── Data for processing ──

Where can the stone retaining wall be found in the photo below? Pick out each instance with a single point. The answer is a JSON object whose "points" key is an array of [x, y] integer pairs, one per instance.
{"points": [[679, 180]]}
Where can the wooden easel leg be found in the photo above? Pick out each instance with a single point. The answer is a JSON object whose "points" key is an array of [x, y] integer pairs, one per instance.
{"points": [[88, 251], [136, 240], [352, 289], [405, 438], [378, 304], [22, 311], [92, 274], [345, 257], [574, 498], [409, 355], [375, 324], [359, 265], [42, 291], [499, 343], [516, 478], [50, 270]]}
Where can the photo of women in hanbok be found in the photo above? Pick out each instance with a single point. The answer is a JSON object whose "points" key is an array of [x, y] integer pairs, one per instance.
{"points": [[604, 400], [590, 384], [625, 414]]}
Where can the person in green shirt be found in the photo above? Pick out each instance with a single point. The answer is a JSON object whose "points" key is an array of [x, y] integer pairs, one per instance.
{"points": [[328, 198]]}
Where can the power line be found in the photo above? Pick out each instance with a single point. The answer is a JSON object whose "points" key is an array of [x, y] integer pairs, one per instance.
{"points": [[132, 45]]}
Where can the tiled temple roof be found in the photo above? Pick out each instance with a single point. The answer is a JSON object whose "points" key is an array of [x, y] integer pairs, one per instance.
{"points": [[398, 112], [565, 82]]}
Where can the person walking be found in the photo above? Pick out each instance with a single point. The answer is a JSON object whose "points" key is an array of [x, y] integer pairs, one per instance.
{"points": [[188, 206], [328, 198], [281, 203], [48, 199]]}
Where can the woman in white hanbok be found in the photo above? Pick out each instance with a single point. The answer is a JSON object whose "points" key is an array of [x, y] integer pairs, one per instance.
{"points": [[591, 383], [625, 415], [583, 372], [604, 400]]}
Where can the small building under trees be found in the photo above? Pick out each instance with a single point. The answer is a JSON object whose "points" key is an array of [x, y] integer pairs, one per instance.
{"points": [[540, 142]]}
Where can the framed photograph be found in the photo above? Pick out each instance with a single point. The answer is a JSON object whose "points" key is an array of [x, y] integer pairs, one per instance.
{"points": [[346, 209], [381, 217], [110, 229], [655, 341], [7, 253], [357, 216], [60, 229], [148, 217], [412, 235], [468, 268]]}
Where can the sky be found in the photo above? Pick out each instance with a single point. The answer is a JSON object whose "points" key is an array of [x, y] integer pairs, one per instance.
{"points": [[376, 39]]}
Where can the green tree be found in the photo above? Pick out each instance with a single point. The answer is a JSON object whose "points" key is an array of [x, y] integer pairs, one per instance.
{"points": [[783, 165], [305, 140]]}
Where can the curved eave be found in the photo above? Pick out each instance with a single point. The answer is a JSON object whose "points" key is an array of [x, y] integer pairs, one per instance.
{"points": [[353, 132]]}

───

Exercise prompt: In your answer, print every entry exactly as it appears.

Expected answer:
Where can the stone retaining wall be found in the photo below? Pick out each instance with a single point. The answer is a JSON object whose "points" key is an array of [x, y] integer pairs, one per instance.
{"points": [[679, 180]]}
Where can the wooden easel leg be found in the photo above? Pick out each instance with a single point. The answer is a JSON object whose "points" key is an array of [x, y] integer pairs, one per instance.
{"points": [[88, 251], [136, 240], [352, 289], [405, 438], [378, 304], [22, 311], [92, 274], [345, 257], [574, 498], [409, 355], [375, 324], [359, 265], [42, 291], [499, 343], [516, 478], [50, 270]]}
Where can the photo of women in hanbok be found in the photo above? Pick out each instance with a single point. The answer is a JSON object whose "points" key is an array of [x, y] integer pairs, one per instance.
{"points": [[604, 400], [590, 384], [625, 414]]}
Where can the person in green shirt be found in the photo above? Pick out each instance with a single point. The answer is a JSON object whose "points" key is an array of [x, y] integer pairs, one per instance.
{"points": [[328, 198]]}
Where can the power line be found in the photo above? Pick out each instance with a single point. The answer is a JSON object whose "points" key is an array of [x, y] integer pairs, one per instance.
{"points": [[132, 45]]}
Where can the tiled temple roof be found in the photo above? Pick out each instance with a single point. The answer is a JSON object whose "points" key is an array of [x, y] integer pairs, one per instance.
{"points": [[398, 112], [565, 82]]}
Where can the person walking be found in the photo above? Pick out each instance with a single point. The answer is a JSON object whose "points" key is an array of [x, y] integer pairs, one per instance.
{"points": [[188, 206], [328, 198], [281, 203], [48, 199]]}
Where can the woman in white hanbok be found in the photo above? Pick out each instance with a single point. The answer is a JSON object whose "points" key is an array of [x, y] integer pairs, one per instance.
{"points": [[591, 383], [625, 415], [583, 372], [604, 400]]}
Where can the small building under trees be found in the photo above? Pick out each instance with a single point. The answer is a JSON object whose "points" key is an array of [x, y] integer pairs, one per instance.
{"points": [[540, 142]]}
Where can the framed photograph be found in the photo above? Pick out each instance with a single point. The answer is a JSON object whose "points" key is an array of [x, y] integer pairs, one per instance.
{"points": [[346, 209], [381, 217], [110, 229], [655, 341], [7, 253], [357, 216], [60, 229], [148, 217], [412, 235], [468, 268]]}
Where can the sky be found in the photo above? Pick out each instance with a single point. The answer is a JSON object whose "points" key is an array of [x, y] integer pairs, one per instance.
{"points": [[376, 39]]}
Where can the green tree be found in the photo above? Pick out each instance with a single point. The answer is a JSON object whose "points" key is an array of [x, y] integer pairs, one per instance.
{"points": [[783, 165], [305, 140]]}
Where can the curved eave be found in the photo above? Pick out each instance with a single point. The answer is a JSON object whose "points" key is an array of [x, y] integer pairs, one per instance.
{"points": [[353, 132]]}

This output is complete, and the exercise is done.